> _PROBLEM TO WORK ON_
Every record, from first to last, should be written out again exactly.

Top of DATASET EXCERPTS

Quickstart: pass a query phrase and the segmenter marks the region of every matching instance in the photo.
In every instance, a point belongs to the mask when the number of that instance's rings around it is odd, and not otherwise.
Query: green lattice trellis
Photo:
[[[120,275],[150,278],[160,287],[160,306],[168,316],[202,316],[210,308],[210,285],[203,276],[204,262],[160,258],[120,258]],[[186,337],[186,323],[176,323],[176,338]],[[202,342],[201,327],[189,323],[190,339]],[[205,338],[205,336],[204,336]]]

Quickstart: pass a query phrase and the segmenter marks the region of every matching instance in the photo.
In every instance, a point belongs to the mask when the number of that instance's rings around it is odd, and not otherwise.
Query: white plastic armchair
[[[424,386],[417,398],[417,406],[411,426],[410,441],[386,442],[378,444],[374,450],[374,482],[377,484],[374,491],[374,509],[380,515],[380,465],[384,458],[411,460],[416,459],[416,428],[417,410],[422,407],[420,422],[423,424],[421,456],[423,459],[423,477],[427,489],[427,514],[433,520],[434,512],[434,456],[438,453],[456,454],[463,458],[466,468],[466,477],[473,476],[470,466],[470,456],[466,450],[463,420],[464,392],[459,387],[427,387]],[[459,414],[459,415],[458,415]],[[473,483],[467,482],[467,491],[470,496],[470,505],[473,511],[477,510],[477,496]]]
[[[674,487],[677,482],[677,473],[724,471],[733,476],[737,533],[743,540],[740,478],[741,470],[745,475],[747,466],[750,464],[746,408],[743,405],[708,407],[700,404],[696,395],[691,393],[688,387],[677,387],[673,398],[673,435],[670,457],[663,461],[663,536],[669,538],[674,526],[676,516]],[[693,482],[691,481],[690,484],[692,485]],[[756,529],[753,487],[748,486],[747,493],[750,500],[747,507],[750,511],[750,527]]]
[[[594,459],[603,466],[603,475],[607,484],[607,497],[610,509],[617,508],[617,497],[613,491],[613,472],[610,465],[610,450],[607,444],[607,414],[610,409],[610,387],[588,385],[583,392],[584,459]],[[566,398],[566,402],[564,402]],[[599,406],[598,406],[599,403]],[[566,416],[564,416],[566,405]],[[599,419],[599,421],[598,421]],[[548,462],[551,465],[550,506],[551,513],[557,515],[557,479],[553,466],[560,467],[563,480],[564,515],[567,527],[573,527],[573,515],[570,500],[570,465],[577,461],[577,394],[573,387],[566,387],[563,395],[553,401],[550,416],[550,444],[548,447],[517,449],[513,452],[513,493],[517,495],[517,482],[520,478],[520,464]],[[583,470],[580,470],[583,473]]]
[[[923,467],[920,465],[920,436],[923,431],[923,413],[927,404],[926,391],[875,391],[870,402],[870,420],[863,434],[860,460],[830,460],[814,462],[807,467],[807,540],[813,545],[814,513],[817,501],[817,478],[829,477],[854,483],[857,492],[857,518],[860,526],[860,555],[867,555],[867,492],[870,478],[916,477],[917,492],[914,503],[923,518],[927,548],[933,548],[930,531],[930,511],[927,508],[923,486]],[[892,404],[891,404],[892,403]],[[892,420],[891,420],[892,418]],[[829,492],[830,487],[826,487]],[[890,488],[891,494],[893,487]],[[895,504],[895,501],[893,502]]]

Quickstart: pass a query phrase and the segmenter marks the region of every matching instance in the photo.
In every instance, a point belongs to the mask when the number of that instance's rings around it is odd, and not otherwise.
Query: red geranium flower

Bottom of DATASET EXCERPTS

> _RESPONSE FOR THIS EXERCISE_
Quickstart: pass a query phrase and the segmenter marks the region of every matching instance in the photo.
In every instance, a point belongs to the mask when the number of that instance's rings around it is odd, and not otherwise.
Query: green lattice trellis
Photo:
[[[120,275],[150,278],[160,287],[160,306],[168,316],[202,316],[210,308],[210,285],[203,276],[204,262],[160,258],[120,258]],[[186,337],[186,323],[176,323],[176,338]],[[202,342],[201,327],[189,323],[190,339]],[[205,338],[205,336],[204,336]]]

Quickstart: pass a query phrase and the segmenter marks the region of every matching instance in the photo.
In every instance, a point belongs to the mask when the number of that instance's rings around it is odd, and not otherwise.
Query: white plastic armchair
[[[424,386],[417,398],[417,406],[411,426],[410,441],[386,442],[378,444],[374,450],[374,482],[377,484],[374,491],[374,509],[380,515],[380,465],[384,458],[411,460],[416,459],[416,428],[417,410],[422,407],[420,422],[423,424],[421,456],[423,459],[423,477],[427,489],[427,514],[433,520],[434,512],[434,456],[438,453],[456,454],[463,458],[466,468],[466,477],[473,476],[470,466],[470,456],[466,450],[463,420],[464,392],[459,387],[427,387]],[[459,414],[459,415],[458,415]],[[473,483],[467,482],[467,491],[470,496],[470,505],[473,511],[477,510],[477,496]]]
[[[674,487],[677,482],[677,473],[724,471],[733,476],[737,533],[743,540],[740,478],[741,470],[745,475],[747,466],[750,464],[746,408],[743,405],[708,407],[700,404],[696,395],[691,393],[688,387],[677,387],[673,398],[673,435],[670,457],[663,461],[663,536],[669,538],[674,526],[676,516]],[[693,482],[691,481],[690,484],[692,485]],[[756,529],[753,487],[748,486],[747,493],[750,500],[747,507],[750,511],[750,527]]]
[[[594,459],[603,466],[603,475],[607,484],[607,497],[610,509],[617,508],[617,497],[613,491],[613,472],[610,465],[610,450],[607,444],[607,414],[610,409],[610,387],[588,385],[583,392],[584,459]],[[566,398],[566,402],[564,402]],[[599,406],[598,406],[599,403]],[[566,416],[564,416],[566,405]],[[599,419],[599,421],[598,421]],[[548,462],[551,465],[550,506],[551,513],[557,515],[557,479],[553,466],[560,467],[563,480],[564,515],[567,527],[573,527],[573,515],[570,500],[570,465],[577,461],[577,394],[573,387],[566,387],[563,395],[553,401],[550,416],[550,444],[548,447],[517,449],[513,452],[513,493],[517,495],[517,482],[520,478],[520,464]],[[583,470],[580,470],[583,473]]]
[[[923,467],[920,465],[920,436],[923,431],[923,413],[927,404],[926,391],[875,391],[870,402],[870,420],[863,434],[860,460],[830,460],[814,462],[807,467],[807,540],[813,545],[814,513],[817,501],[817,478],[829,477],[854,483],[857,492],[857,518],[860,526],[860,555],[867,555],[867,492],[870,478],[916,477],[917,492],[914,503],[923,518],[927,548],[933,548],[930,531],[930,511],[927,508],[923,486]],[[892,404],[891,404],[892,403]],[[892,420],[891,420],[892,418]],[[829,492],[830,487],[826,487]],[[890,488],[891,494],[893,487]],[[895,504],[895,501],[893,502]]]

Quickstart: pass a query phrase and the segmenter marks the region of every matching instance in the photo.
In every instance, a point belongs to the mask when the number of that instance's rings around it is odd, and not otherwise.
Query: red geranium flower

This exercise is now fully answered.